Belge alıntısı
Vergi denetiminde kurunun yanında yaş da mı yanıyor?
Maliye son dönemde vergi denetimlerine hız verdi. Sektör sektör detaylı incelemeler yapılıyor. Sabah yazarı Dilek Güngör bu noktada kurunun yanında yaş da mı yanıyor? sorusuna cevap aradı, “Kaş yaparken göz çıkmasın” dedi.
Vergi tartışmaları Türkiye’nin gündeminde... Özellikle Maliye’nin yaptığı sıkı denetimlerle kayıt dışılığın önlenmesi amaçlanıyor. Ancak bazı sektörlerde kurunun yanında yaş da mı yanıyor? sorusu soruluyor. Sabah Gazetesi yazarı Dilek Güngör bu konuya dikkat çekti. “Kaş yaparken göç çıkmasın” dedi. Konuyu örneklerle anlattı.

Sağlanan veriler
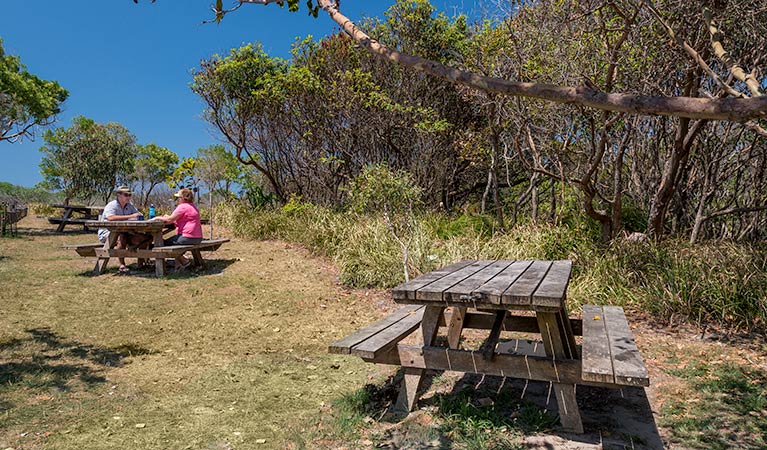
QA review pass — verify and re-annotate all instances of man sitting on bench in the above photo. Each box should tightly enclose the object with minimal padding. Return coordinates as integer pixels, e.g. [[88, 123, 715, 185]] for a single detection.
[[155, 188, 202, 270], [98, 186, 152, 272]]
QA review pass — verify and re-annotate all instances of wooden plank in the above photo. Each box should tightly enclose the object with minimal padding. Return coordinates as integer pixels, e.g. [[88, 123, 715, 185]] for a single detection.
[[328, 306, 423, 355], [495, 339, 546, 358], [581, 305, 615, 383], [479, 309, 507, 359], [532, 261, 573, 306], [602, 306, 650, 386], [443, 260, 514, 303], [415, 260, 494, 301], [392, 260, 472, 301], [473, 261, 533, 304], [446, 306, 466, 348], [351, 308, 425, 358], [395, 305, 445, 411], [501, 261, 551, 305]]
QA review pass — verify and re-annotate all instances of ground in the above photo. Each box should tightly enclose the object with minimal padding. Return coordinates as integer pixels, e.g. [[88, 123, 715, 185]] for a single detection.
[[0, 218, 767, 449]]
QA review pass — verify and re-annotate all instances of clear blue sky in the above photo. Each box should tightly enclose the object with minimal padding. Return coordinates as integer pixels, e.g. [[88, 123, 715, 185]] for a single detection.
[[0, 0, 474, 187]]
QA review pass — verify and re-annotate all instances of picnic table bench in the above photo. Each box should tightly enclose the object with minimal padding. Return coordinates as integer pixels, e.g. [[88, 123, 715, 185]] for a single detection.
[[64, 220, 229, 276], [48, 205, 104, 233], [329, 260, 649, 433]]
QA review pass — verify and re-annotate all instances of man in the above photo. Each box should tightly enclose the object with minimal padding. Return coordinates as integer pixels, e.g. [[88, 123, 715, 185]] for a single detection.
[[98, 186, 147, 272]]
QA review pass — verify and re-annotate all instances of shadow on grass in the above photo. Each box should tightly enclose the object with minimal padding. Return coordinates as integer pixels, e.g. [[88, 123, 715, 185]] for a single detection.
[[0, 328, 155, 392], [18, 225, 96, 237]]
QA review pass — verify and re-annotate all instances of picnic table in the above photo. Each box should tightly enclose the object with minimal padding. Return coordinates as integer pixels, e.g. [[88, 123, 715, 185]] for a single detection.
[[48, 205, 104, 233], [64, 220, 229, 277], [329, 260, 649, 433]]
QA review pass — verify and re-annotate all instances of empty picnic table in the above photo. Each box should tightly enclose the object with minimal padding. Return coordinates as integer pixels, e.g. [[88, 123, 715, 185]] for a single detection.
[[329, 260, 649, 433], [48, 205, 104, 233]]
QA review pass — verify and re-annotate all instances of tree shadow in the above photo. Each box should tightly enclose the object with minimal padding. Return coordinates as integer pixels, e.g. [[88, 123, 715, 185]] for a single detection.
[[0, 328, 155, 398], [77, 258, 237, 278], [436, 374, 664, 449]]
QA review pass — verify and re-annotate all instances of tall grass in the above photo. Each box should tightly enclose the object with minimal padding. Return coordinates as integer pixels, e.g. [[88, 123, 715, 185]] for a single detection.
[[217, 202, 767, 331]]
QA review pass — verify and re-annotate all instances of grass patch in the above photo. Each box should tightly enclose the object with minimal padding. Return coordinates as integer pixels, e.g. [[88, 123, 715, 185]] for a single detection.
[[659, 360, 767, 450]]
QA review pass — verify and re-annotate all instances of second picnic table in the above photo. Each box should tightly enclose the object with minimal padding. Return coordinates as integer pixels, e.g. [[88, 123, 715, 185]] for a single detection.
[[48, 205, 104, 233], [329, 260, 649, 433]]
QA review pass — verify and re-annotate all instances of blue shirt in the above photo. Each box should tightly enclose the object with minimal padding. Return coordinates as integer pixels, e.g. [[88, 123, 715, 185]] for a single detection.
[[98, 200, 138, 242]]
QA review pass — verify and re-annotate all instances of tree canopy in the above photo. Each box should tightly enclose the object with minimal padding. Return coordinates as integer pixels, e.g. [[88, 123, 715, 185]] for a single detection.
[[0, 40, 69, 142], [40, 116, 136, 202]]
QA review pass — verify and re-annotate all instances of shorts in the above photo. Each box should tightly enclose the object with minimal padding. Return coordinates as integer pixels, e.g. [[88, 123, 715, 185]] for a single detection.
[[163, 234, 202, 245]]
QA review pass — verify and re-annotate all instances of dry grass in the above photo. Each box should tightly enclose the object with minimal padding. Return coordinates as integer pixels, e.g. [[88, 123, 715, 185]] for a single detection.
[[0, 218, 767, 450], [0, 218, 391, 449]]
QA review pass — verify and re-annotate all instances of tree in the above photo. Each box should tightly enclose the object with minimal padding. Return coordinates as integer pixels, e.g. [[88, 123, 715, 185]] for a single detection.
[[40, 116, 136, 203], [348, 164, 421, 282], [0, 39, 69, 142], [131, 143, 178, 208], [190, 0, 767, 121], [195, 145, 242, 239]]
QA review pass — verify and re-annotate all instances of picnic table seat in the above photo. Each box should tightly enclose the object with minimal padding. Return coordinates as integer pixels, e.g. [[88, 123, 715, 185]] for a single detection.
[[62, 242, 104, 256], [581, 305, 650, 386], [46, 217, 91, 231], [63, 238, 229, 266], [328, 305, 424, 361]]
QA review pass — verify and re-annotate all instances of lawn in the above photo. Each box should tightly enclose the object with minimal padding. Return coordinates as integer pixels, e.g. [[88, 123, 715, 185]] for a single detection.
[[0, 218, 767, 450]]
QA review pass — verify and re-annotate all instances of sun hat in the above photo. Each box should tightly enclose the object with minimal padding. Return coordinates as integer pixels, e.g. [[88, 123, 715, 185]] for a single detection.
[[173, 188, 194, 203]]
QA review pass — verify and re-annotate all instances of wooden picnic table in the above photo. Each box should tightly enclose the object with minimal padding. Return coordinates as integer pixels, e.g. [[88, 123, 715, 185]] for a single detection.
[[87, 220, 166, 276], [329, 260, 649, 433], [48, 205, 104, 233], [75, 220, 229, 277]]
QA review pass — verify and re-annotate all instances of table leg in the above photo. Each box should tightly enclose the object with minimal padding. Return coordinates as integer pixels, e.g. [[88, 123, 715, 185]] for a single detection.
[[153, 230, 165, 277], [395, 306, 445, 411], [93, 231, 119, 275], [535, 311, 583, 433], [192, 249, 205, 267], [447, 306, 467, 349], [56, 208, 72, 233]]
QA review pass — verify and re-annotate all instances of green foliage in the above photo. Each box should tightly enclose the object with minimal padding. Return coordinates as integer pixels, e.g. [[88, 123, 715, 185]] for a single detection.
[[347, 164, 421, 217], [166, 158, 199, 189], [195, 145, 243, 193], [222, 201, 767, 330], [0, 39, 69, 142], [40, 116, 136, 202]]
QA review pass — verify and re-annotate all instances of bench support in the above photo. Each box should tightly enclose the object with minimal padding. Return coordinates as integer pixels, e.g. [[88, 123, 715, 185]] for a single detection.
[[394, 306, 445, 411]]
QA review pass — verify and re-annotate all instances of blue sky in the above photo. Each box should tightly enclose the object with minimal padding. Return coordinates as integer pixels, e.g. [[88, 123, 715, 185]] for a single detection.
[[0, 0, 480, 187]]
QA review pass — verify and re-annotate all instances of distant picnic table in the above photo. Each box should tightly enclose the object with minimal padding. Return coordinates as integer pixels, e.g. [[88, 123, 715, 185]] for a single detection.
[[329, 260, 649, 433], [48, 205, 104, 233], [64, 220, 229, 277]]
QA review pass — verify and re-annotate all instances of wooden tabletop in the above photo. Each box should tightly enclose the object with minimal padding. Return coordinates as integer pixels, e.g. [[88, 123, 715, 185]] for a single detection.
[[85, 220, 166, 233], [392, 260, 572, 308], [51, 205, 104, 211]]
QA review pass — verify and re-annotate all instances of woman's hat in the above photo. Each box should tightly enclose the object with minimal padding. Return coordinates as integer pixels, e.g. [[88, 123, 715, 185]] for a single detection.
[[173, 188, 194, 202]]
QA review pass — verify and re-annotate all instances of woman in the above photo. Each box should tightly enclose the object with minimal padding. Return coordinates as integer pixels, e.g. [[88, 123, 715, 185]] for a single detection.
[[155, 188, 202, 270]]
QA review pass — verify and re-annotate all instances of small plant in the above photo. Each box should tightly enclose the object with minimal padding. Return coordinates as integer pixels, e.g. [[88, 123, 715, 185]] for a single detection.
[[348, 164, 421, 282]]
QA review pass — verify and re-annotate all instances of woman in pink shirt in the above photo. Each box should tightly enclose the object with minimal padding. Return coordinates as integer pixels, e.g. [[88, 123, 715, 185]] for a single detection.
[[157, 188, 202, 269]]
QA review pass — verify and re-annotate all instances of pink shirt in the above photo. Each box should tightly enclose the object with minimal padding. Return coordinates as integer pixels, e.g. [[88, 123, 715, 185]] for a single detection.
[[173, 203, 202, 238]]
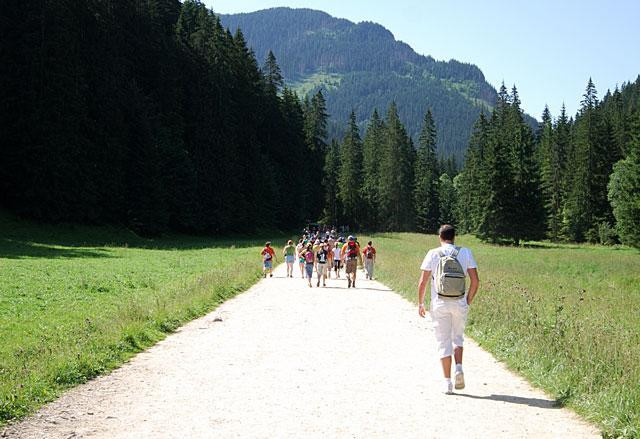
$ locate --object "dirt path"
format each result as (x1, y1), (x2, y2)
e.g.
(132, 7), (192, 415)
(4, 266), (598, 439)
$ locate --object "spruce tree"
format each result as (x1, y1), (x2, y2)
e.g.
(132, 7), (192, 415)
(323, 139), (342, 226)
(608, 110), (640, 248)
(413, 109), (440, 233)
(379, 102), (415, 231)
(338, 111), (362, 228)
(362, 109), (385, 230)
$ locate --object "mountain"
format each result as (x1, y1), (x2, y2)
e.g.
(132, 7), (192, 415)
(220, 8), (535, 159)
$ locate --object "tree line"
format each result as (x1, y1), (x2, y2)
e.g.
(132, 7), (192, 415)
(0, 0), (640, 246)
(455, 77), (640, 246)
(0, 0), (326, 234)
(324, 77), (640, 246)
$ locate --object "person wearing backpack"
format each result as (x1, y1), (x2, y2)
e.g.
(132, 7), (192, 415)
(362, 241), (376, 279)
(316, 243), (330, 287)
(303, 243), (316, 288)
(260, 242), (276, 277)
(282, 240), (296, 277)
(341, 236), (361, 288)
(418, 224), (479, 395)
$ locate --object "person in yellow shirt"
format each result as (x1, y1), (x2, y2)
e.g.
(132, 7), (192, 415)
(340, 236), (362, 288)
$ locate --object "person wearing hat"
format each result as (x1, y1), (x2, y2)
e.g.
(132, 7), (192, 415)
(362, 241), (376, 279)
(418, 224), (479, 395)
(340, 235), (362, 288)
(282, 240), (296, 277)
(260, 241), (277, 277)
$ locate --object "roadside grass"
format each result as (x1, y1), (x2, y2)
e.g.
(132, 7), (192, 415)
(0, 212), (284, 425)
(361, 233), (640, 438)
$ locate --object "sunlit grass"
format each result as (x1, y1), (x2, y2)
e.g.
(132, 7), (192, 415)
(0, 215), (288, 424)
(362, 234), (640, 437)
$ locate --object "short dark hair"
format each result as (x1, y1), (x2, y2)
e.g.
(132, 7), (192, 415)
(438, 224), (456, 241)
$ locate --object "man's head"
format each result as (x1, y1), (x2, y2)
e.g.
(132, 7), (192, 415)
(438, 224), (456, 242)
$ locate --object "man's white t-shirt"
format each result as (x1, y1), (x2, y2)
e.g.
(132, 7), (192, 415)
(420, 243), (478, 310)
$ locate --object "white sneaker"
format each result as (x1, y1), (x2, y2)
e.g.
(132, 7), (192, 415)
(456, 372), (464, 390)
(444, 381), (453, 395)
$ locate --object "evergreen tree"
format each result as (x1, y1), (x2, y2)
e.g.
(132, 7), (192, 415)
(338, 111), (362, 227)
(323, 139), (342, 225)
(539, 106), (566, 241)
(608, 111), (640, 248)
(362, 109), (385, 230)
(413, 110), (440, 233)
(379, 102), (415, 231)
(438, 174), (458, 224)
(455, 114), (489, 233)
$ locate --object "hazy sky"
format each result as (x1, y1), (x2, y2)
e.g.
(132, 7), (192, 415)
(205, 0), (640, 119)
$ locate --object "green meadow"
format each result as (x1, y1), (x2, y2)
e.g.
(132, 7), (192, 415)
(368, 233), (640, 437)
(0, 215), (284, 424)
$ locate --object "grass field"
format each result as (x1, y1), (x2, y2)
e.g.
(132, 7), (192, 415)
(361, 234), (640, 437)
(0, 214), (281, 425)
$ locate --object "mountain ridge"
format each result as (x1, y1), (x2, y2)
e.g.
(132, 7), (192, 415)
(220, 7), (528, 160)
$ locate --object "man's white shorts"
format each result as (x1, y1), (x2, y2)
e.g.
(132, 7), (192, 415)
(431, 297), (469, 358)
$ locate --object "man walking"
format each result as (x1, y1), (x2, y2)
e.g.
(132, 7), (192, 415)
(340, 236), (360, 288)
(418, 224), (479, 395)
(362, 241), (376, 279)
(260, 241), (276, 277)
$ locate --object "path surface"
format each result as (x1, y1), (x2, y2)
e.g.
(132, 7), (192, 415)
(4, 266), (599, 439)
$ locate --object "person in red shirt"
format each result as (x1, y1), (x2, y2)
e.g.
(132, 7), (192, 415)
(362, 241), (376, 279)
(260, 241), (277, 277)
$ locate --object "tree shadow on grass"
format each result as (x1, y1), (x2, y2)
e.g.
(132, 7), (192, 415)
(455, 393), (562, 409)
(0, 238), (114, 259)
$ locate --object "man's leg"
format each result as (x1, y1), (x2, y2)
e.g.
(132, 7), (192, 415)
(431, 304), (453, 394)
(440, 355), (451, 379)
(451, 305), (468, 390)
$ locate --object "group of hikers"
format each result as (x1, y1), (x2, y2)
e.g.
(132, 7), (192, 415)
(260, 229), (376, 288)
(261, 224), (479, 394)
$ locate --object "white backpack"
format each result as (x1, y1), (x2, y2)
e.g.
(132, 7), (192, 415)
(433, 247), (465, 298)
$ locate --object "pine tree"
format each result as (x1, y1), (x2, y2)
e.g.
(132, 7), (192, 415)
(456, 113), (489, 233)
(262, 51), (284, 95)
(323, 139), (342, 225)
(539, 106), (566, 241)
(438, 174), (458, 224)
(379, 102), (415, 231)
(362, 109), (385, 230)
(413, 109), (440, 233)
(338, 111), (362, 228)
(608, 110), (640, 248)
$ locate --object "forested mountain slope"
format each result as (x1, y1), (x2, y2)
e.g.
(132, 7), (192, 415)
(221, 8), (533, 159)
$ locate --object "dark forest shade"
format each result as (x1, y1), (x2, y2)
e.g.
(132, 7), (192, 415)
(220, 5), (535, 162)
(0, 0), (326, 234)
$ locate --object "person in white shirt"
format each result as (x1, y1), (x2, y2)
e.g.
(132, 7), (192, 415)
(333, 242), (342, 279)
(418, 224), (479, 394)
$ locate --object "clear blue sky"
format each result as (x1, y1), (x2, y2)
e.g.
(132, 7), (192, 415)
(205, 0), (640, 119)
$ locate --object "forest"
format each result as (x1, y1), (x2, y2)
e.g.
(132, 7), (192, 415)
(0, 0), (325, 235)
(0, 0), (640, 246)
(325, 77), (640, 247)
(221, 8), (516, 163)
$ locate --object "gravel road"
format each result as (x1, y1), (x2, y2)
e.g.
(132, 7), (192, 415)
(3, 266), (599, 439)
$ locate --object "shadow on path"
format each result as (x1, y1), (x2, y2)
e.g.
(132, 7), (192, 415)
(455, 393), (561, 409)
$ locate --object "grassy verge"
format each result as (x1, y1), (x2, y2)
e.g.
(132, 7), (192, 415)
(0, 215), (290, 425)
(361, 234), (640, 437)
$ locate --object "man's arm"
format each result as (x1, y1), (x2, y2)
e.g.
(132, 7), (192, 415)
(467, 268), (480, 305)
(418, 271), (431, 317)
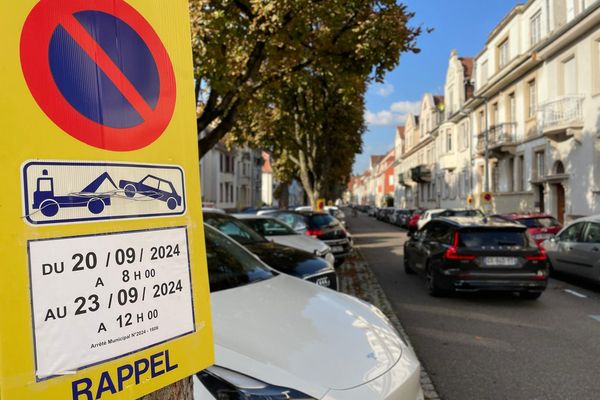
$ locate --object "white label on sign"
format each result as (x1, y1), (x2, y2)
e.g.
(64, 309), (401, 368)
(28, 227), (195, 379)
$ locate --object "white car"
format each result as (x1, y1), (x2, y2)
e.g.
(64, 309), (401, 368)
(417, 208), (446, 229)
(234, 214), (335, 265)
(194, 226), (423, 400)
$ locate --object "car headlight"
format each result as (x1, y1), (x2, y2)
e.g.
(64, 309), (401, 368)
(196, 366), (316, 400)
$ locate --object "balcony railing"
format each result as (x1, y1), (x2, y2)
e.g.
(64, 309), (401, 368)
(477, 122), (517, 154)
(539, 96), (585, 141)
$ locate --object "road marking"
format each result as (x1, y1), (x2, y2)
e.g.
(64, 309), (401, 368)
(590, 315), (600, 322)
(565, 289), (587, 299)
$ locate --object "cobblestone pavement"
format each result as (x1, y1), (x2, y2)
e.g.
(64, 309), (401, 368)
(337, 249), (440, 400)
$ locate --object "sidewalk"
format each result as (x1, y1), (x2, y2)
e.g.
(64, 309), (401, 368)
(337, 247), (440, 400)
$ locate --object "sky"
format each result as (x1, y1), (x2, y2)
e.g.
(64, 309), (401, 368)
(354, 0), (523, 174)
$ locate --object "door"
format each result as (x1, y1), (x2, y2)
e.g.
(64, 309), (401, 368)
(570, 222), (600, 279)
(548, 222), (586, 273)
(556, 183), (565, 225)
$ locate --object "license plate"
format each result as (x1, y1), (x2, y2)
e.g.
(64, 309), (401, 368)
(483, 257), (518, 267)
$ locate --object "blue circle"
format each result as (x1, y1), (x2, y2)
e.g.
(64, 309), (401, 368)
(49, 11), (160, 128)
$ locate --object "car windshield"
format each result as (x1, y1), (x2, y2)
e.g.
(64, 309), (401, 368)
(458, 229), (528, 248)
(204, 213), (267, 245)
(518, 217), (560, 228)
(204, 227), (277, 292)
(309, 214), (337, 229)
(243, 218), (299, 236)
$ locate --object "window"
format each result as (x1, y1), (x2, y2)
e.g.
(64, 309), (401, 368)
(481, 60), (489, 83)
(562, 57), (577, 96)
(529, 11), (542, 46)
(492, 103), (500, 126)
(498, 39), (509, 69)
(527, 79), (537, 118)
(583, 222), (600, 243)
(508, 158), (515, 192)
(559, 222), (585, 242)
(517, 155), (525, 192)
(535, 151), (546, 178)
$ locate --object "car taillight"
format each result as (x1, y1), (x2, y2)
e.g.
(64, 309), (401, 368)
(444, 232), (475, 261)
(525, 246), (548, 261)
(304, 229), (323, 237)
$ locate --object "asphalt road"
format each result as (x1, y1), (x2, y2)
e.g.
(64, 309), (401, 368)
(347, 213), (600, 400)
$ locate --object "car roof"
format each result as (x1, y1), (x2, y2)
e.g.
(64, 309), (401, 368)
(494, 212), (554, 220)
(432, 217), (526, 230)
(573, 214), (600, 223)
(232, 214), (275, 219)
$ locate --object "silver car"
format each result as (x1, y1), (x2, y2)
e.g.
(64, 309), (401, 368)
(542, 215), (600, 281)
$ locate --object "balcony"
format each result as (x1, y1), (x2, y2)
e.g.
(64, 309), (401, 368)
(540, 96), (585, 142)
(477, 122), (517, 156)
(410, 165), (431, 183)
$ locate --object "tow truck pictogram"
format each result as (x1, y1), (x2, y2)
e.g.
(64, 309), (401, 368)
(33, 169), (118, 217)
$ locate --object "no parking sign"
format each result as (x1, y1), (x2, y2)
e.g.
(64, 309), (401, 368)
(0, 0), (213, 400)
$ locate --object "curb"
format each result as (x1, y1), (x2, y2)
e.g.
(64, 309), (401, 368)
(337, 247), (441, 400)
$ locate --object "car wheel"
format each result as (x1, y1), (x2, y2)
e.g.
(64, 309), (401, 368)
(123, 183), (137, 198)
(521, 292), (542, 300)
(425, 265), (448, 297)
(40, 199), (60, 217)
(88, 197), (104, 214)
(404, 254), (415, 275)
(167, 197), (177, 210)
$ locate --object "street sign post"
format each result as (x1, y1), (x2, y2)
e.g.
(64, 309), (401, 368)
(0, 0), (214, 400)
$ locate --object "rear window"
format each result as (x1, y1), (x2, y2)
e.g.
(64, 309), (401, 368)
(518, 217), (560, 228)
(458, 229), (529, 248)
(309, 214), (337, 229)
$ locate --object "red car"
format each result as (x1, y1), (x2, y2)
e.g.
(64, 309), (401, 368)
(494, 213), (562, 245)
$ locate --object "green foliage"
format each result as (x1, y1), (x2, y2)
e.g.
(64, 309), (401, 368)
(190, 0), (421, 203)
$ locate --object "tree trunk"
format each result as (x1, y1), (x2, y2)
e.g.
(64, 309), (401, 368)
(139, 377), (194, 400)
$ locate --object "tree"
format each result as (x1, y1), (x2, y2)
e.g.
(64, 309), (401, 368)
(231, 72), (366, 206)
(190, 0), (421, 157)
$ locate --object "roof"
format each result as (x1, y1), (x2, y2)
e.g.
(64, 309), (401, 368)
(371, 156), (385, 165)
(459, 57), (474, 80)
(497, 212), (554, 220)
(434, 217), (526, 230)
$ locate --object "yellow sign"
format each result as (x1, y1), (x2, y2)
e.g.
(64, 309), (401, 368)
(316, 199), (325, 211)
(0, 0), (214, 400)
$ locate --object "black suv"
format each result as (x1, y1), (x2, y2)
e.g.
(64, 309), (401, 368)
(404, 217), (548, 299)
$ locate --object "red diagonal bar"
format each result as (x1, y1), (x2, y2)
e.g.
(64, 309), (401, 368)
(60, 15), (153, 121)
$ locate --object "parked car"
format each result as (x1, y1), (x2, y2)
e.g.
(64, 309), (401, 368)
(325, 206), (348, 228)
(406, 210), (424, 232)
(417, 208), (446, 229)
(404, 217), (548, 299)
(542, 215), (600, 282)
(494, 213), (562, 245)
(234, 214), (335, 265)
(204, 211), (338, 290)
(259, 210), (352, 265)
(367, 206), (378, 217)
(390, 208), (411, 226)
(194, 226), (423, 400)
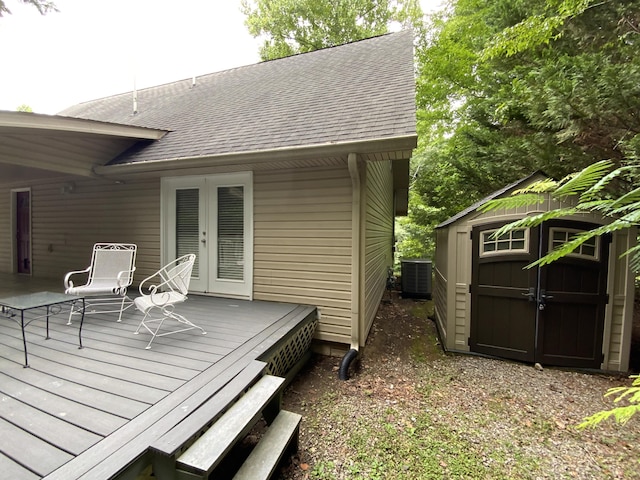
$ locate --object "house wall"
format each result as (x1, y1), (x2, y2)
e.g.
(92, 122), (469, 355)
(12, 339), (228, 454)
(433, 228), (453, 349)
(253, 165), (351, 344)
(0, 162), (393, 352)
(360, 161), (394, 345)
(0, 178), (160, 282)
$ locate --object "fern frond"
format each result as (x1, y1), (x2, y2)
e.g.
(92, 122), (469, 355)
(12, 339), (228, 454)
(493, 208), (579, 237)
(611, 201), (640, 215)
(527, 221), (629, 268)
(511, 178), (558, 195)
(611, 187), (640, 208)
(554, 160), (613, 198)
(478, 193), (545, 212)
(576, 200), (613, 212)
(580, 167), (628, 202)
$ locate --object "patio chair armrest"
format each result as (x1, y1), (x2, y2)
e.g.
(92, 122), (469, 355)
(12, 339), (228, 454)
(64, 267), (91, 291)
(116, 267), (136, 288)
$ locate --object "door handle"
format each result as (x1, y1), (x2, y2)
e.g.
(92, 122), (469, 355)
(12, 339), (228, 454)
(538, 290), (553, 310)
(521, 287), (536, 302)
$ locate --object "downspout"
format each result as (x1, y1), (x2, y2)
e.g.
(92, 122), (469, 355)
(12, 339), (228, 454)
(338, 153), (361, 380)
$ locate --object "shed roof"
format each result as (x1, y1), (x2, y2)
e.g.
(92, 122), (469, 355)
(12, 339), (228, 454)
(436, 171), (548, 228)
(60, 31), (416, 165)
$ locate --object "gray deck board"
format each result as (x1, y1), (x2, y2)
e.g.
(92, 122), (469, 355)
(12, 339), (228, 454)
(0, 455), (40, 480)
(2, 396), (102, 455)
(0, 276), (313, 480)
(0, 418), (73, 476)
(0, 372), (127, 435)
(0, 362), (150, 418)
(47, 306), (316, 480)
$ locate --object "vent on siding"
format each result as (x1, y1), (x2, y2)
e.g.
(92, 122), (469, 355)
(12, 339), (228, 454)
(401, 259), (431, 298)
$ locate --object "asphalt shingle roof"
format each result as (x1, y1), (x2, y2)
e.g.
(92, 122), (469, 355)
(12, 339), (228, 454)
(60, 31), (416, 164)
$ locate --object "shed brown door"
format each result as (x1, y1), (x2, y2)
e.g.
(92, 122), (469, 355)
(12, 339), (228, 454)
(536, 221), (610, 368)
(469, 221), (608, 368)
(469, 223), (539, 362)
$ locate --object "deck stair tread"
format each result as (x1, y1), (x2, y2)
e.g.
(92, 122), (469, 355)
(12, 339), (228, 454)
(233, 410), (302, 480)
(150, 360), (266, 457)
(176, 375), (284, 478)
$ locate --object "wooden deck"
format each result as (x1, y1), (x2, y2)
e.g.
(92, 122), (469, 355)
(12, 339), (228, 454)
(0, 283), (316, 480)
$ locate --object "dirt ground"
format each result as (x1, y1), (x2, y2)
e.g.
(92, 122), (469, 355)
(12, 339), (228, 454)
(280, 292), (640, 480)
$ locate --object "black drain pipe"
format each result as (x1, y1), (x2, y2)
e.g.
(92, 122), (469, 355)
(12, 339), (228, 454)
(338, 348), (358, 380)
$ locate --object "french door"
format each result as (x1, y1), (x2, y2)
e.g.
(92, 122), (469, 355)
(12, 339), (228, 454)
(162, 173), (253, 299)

Görev listesi
A) Lütfen vergi denetimi yazısındaki "Maliye son dönemde vergi denetimlerine hız verdi." cümlesini İngilizceye çevirin.
B) Vergi denetimi yazısına göre aşağıdaki soruları yanıtlayın:
(i) Dilek Güngör hangi gazetenin yazarıdır?
(ii) Maliye'nin sıkı denetimlerle neyi önlemeyi amaçladığı belirtiliyor?
(iii) İncelemelerin nasıl yapıldığı söyleniyor?
C) Vergi denetimi yazısında "Vergi tartışmaları Türkiye’nin gündeminde" diye başlayan paragrafı, ana bilgileri koruyarak kısa bir madde listesine dönüştürün.

Nihai sonuçlar
A) The Ministry of Finance has recently stepped up its tax audits.

B)
(i) Sabah Gazetesi'nin.
(ii) Kayıt dışılığı.
(iii) Sektör sektör, detaylı olarak.

C)
- Vergi tartışmaları Türkiye'nin gündeminde.
- Maliye, sıkı denetimlerle kayıt dışılığı önlemeyi amaçlıyor.
- Bazı sektörlerde "kurunun yanında yaş da mı yanıyor?" sorusu soruluyor.
- Sabah Gazetesi yazarı Dilek Güngör bu konuya dikkat çekti ve konuyu örneklerle anlattı.